◆ Using the information:
1. Translate this sentence from the class discussion into Spanish: "So you can learn more about another people and be aware."
2. In the class discussion, rewrite the part that begins at the words "NL – I think" and stops after "about each other.", swapping "Inuits" for "Inuit" each time it appears.
3. Write the next part of the class discussion, picking up after its final line.

That strangeness, the intriguing life of another people, it is a crucial thing, I think, to know. 

Here are some snippets from the group discussion that ensued:

ABS – The strangeness – it’s like the culture or the difference – knowing the inside story and the outside story of another person or culture or religion.

BC – It reminds me of the quote “if you’re not confused you’re not thinking.” You have to know all that strangeness and difference of another people – it’s crucial to know and to wonder about.

Hannah – Are you saying that if you’re not wondering, you’re not thinking?

NL – I think they’re saying that if you notice the strangeness of another people -and then you wonder more – then you’re thinking more.

Hannah – So what?

NL – So you can learn more about another people and be aware.

SS – I think it connects to when they were with the Inuits.* They had different inside and outside stories that were much different from each other’s.

PK – When they met the Inuits, they didn’t know that people were that far north. When they met them, they just called them the Flatnosed people. [PK then provides details from the encounter]  Then they met each other and they found out about each other.

HC – They’re first impression kept them from exploring and there were misunderstandings.  Can somebody bring this outside of the story to your personal lives or our world?

Collected data:
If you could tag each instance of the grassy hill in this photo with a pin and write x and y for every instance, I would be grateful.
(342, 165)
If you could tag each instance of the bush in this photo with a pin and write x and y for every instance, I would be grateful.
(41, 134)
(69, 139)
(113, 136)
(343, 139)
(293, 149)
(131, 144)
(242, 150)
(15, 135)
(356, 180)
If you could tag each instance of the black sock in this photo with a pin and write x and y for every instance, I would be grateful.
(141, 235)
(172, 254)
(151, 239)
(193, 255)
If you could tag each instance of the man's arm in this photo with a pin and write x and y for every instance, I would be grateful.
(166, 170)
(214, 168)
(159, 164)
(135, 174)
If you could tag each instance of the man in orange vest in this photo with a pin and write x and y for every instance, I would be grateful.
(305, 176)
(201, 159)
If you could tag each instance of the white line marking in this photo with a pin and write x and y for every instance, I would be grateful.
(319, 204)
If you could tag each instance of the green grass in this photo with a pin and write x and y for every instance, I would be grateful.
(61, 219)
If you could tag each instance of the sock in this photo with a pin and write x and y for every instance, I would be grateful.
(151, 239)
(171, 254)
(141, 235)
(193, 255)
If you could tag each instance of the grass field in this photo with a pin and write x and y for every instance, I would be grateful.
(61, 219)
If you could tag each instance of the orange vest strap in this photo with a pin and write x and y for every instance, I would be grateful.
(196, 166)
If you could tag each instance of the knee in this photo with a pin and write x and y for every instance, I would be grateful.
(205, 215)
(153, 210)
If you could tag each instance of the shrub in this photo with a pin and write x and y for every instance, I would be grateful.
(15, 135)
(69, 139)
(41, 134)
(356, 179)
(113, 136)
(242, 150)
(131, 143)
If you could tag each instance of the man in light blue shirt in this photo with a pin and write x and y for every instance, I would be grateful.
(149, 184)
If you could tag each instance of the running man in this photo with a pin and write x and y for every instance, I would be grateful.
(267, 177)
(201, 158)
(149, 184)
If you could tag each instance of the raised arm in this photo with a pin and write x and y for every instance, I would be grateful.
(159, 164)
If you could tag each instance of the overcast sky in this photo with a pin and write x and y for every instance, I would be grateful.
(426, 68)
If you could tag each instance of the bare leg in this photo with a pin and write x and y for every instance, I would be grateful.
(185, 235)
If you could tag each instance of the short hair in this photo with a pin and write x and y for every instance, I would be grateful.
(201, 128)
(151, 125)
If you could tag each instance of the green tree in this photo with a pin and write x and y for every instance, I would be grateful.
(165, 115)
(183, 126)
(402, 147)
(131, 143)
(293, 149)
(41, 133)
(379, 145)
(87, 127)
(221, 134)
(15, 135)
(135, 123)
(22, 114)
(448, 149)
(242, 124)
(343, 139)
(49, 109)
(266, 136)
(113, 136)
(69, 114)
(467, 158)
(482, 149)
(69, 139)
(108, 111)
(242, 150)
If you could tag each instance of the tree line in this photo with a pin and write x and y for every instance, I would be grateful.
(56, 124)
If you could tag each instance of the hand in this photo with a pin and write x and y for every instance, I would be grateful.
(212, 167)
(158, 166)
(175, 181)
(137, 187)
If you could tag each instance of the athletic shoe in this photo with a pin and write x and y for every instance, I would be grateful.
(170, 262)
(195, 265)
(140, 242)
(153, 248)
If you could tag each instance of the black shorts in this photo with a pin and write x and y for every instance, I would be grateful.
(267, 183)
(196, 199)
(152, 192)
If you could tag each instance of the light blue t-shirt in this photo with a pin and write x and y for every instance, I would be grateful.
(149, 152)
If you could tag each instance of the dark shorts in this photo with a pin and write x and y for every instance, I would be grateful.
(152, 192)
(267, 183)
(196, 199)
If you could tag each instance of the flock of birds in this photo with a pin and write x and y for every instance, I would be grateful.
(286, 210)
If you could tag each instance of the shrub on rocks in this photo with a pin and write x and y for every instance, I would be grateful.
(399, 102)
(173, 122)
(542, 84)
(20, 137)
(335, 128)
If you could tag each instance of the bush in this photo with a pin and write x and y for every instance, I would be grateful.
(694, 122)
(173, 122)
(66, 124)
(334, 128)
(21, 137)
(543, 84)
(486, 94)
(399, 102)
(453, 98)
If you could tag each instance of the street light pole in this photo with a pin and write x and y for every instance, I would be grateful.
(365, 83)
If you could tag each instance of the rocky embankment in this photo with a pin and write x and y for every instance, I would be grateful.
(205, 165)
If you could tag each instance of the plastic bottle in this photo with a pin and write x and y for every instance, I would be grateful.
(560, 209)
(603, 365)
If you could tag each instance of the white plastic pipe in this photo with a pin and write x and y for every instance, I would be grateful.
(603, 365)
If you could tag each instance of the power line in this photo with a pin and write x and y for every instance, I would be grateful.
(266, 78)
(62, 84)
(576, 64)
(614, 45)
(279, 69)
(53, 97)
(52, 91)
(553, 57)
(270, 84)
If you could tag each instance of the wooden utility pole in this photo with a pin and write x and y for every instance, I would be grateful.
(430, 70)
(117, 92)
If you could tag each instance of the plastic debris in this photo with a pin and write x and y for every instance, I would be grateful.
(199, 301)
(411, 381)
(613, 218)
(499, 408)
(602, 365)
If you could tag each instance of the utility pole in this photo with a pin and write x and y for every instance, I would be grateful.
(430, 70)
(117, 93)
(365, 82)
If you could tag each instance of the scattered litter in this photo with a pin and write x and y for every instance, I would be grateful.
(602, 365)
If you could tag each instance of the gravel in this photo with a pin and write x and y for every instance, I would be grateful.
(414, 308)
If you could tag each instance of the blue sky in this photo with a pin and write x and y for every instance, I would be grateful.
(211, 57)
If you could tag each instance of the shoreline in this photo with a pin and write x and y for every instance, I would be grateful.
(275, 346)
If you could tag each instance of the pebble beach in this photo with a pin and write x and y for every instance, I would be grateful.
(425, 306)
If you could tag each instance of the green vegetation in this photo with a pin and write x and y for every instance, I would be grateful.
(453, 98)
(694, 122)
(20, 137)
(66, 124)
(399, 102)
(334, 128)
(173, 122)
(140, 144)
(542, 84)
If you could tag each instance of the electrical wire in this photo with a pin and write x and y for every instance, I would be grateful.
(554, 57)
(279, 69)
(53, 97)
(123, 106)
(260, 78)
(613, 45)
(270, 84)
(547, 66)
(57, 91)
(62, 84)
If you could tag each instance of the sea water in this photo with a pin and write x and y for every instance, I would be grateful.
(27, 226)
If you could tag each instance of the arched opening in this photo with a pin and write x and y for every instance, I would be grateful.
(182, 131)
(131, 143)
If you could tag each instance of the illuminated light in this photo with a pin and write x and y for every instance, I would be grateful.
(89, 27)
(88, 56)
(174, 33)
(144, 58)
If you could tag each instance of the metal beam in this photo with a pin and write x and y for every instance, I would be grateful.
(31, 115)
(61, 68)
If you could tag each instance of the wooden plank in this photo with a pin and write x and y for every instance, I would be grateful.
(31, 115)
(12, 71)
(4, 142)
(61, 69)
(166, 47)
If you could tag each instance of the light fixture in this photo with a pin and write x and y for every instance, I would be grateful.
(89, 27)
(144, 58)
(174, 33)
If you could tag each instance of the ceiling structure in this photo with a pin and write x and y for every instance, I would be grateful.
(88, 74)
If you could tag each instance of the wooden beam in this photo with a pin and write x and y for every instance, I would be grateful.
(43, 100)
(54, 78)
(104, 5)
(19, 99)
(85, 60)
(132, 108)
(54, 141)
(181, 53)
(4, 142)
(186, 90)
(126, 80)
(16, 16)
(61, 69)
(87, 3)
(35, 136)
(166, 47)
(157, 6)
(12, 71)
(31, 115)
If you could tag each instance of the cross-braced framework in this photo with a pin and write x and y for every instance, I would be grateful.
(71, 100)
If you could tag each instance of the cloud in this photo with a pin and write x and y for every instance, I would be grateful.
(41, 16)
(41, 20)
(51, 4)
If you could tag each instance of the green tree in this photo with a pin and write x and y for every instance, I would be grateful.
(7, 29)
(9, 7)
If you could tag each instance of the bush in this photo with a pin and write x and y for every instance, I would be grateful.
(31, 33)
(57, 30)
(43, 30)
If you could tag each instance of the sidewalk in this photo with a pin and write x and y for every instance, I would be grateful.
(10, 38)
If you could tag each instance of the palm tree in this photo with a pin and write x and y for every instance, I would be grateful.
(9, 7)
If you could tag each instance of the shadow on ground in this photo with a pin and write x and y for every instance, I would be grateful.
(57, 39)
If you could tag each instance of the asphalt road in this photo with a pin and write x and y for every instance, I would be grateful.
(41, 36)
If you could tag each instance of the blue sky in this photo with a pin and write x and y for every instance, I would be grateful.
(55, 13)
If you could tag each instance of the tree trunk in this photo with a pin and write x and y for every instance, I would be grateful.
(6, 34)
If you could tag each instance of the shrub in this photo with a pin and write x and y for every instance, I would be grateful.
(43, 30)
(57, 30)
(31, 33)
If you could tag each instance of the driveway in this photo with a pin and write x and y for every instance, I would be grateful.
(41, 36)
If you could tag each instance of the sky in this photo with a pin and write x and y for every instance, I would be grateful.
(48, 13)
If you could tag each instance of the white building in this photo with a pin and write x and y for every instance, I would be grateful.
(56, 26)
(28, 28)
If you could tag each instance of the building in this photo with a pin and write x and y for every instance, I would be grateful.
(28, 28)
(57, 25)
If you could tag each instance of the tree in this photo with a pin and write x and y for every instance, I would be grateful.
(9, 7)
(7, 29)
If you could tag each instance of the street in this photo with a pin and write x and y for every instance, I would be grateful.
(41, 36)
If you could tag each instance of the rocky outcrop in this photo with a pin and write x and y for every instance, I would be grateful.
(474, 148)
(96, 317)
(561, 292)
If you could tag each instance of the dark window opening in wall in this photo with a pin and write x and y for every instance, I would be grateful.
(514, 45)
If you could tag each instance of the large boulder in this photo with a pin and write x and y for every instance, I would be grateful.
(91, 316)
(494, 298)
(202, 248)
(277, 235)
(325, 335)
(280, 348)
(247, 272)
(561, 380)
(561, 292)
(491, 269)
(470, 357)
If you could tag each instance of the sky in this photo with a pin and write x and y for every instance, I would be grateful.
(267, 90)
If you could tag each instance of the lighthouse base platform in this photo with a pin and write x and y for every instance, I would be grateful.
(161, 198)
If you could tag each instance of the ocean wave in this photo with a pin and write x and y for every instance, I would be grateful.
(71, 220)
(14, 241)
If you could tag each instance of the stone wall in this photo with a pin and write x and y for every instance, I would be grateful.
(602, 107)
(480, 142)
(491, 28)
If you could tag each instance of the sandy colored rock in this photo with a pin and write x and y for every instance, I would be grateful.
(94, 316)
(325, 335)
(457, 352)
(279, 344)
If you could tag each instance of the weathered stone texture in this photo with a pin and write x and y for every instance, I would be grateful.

◆ Answers for this exercise:
1. Así puedes aprender más sobre otro pueblo y ser consciente.

2.
NL – I think they’re saying that if you notice the strangeness of another people -and then you wonder more – then you’re thinking more.

Hannah – So what?

NL – So you can learn more about another people and be aware.

SS – I think it connects to when they were with the Inuit.* They had different inside and outside stories that were much different from each other’s.

PK – When they met the Inuit, they didn’t know that people were that far north. When they met them, they just called them the Flatnosed people. [PK then provides details from the encounter]  Then they met each other and they found out about each other.

3.
ABM – When we first met Angelina, she was different. Her outside story was nice, but then we found the inside story and built strong friendships.

I found myself thinking about how Badger’s words to Crow and Weasel strongly reflect a disposition too often missing in our world today – how taking perspective across boundaries is crucial to overcoming personal and public conflicts.  Today’s conversation offered a window into the exciting opportunities that lie ahead for this group to further explore this wisdom as they look at cultural contact and conflict past and present, large and small.

I’m curious to hear: What does this window wake up for you?  How are you and your students playfully inquiring into the books you read and the worlds they reflect?


* I recognize that Inuit is a complicated term.  The class uses it here because it is the term used in the text.